● **Exercise**: Every record below is to be restated verbatim, though its images are not.

● **Extracted records**:

:::

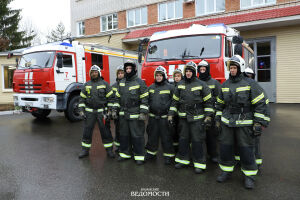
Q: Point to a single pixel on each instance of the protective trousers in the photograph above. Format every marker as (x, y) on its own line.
(159, 128)
(175, 133)
(257, 151)
(191, 132)
(132, 134)
(89, 124)
(211, 142)
(117, 133)
(244, 139)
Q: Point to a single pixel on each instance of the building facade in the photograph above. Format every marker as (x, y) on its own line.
(271, 27)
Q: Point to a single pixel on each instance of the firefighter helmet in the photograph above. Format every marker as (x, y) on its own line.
(162, 70)
(130, 63)
(238, 61)
(95, 68)
(177, 71)
(203, 63)
(119, 68)
(192, 66)
(249, 71)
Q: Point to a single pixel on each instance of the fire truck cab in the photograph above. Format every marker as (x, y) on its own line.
(215, 43)
(50, 77)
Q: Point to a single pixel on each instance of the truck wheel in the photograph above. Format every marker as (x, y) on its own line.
(72, 112)
(41, 113)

:::

● **Response for this exercise**:
Q: Point to a single pixel on each instance of the protective trousers in the photograph above. Format every marker as (x, y) on its own line.
(159, 128)
(175, 133)
(257, 151)
(191, 132)
(132, 134)
(89, 124)
(211, 142)
(117, 133)
(244, 139)
Q: Point to a single pixel on each instance of the building facade in the photograph above. Format every marker as (x, y) on its own line.
(271, 27)
Q: Point to a single pixel on each instance of the firefighter helmet in the photograph above. Format every marker as (x, y) on its own line.
(162, 70)
(130, 63)
(238, 61)
(95, 68)
(177, 71)
(203, 63)
(119, 68)
(192, 66)
(249, 71)
Q: Point to a single pixel on each instance of the fire truck cab in the photograph above. Format every marker as (x, y) on its own line.
(215, 43)
(50, 77)
Q: Point to a single pixel on each instance of the truck wheel in the photograph above. Format every marker as (x, y) on its own line.
(72, 112)
(41, 113)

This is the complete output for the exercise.